— READING PASSAGE —
Significance. If the empirical results hold under the reported conditions, the work is significant because it offers a practical alternative to unstable direct PRM optimization in RL for faithful reasoning. The explicit credit for providing reproducible code, multiple baseline comparisons, and quantitative checks on reasoning quality metrics strengthens the contribution; a curation method that demonstrably lowers reliance on high-quality PRMs could influence data pipelines for reasoning models.
major comments (2)
- [§4.3, Table 4] §4.3 and Table 4: the claim of reduced dependence on strong PRMs is supported by one ablation, but the paper does not report the correlation between PROF-selected process scores and human-annotated reasoning errors; without this check the selection-bias concern (that the filter may reinforce PRM-preferred spurious patterns rather than causal reasoning steps) remains unaddressed and is load-bearing for the faithfulness claim.
- [§3.2] §3.2: the consistency rule is described only procedurally; no equation formalizes the exact threshold or scoring function used to decide 'strong' vs. 'weak' process support, making it impossible to verify whether the method is parameter-free or how it behaves under the distribution shift that occurs once RL updates begin.

— CHECK YOUR UNDERSTANDING —
(1) Rewrite the review, everything from "- [§3.2] §3.2: the" down to "RL updates begin.", replacing "consistency rule" with "agreement rule".
(2) According to the review, what correlation does the paper fail to report?
Use only the review to answer.

— DATA —

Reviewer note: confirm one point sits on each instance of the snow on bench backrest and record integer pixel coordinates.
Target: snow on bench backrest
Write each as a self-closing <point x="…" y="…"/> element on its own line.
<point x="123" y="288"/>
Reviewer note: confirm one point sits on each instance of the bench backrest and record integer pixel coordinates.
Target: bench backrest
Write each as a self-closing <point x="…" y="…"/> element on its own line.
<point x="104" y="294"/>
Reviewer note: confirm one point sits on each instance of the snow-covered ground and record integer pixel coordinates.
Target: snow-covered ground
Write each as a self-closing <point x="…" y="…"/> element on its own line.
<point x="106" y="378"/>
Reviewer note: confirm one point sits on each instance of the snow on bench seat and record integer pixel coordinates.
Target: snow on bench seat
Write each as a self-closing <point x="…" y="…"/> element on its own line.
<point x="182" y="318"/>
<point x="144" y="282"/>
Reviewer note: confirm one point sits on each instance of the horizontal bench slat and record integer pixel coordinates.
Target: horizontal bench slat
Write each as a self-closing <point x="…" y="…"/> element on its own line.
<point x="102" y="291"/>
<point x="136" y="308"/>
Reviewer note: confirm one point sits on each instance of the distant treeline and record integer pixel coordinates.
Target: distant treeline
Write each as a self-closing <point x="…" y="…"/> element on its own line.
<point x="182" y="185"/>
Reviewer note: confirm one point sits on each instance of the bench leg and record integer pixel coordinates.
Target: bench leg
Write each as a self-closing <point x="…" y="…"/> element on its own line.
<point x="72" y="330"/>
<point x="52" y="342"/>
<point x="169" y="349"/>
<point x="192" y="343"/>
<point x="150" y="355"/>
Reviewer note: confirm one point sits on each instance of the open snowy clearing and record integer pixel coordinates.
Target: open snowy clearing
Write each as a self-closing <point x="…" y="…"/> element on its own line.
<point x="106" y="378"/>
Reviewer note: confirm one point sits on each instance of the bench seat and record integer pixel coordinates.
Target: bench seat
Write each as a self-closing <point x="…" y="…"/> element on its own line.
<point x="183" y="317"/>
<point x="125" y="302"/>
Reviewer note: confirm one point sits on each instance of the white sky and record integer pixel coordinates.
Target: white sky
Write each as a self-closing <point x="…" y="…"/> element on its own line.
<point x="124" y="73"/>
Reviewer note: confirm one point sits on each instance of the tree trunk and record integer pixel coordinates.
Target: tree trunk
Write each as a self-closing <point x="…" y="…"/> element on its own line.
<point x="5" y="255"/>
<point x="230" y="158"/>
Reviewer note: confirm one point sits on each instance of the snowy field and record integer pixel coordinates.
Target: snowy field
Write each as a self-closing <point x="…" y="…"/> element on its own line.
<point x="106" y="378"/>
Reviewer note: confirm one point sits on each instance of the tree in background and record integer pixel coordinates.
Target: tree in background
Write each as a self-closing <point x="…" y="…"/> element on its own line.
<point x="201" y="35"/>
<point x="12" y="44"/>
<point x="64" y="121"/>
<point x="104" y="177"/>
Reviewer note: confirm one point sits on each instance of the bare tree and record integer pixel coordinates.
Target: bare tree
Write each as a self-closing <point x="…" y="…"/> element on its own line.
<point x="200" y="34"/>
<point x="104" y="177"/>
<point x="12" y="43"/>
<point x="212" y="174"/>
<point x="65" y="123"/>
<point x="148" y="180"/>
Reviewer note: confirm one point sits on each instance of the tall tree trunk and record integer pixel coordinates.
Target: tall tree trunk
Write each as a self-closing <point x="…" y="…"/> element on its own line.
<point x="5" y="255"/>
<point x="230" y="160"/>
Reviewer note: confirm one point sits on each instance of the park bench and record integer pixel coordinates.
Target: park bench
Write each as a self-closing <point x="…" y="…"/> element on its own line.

— SOLUTIONS —
(1)
- [§3.2] §3.2: the agreement rule is described only procedurally; no equation formalizes the exact threshold or scoring function used to decide 'strong' vs. 'weak' process support, making it impossible to verify whether the method is parameter-free or how it behaves under the distribution shift that occurs once RL updates begin.

(2) The correlation between PROF-selected process scores and human-annotated reasoning errors.